(TEXT FOR ANALYSIS):
*** Block opens ***
Book Review: The PIanist of Yarmouk

I've been getting through lots of books on my round the world reading challenge since the new year and the lockdown has been helping me get through the pile lying by my bedside.   I've updated the list on the dedicated page to include the new countries I"ve been to and thought I'd do a bit of a deeper review of some of them over the next while.

A while back I joined a charity book club called ShelterBox.   They send a book every 6 weeks or so from a new writer and there have been some very interesting titles in their selections including this one.  The donations to the charity help with their work with refugees around the world, particularly now with the coronavirus epidemic hitting so many places that are already in crisis. 

So my top book for this year so far has to be The Pianist of Yarmouk

Syria/Palestinian Refugee Camp 

 The Pianist of Yarmouk by Aeham Ahmad *****

You may remember seeing a picture in the news a few years back of a pianist playing in the middle of the rubble of one of the refugee camps in Damascus.   Well that was Aeham Ahmad and this book is his memoir - a truly inspiring story of hope in the most awful of places.
*** Block closes ***
(ACTIONS TO TAKE):
• 1. Sum up the book review in two sentences.
• 2. Keep writing the review of The Pianist of Yarmouk, picking up right after its last sentence.
The listing has nothing to do with the book review.

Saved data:
*** Block opens ***
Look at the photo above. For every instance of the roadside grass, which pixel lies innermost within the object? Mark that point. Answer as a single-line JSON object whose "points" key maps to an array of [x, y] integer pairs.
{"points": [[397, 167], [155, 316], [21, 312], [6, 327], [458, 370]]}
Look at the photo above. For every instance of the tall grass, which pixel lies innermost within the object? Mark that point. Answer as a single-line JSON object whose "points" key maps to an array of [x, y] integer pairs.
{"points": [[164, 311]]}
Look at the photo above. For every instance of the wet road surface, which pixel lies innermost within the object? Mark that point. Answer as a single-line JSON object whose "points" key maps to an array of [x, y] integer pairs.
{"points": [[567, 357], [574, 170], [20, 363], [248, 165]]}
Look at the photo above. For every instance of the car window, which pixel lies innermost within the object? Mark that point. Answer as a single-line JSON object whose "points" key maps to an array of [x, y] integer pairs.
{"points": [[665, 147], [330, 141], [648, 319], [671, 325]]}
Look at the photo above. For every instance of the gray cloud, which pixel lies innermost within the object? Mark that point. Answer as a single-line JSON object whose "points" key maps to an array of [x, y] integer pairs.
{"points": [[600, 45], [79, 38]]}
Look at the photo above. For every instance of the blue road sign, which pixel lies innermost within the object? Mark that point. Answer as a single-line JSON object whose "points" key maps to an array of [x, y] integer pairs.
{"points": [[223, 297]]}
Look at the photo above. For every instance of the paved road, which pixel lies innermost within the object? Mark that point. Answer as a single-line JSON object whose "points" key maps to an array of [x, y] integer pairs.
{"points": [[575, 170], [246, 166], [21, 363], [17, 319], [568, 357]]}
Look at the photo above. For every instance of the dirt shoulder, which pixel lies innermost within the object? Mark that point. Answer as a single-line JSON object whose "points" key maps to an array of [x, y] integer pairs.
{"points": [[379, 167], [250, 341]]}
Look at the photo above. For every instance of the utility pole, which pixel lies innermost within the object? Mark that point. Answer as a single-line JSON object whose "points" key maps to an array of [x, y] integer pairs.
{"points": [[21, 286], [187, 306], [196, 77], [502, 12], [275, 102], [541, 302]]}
*** Block closes ***
(RESULTS IN ORDER):
• 1. The writer has been reading many books for a round-the-world reading challenge, helped along by lockdown, and gets a book every six weeks or so from the ShelterBox charity book club, whose donations support work with refugees. The writer's top book of the year so far is The Pianist of Yarmouk, the memoir of Aeham Ahmad, the pianist once pictured in the news playing amid the rubble of a refugee camp in Damascus, and a truly inspiring story of hope.

• 2.
He grew up in a Palestinian refugee camp in Syria, on the outskirts of Damascus, where Aeham's father, himself a musician, does everything in his power to give his very talented son a musical education.  It gives a very intimate account of the actualities of life in these conditions and gives a bitter sweet insight into the life of one of the people we saw walking in those terrible queues of people tyring to get into Europe a few years ago..   Thankfully Aeham survived to tell his story and is playing now in much more salubrious conditions with his family by his side.   I would love to meet him and shake his hand.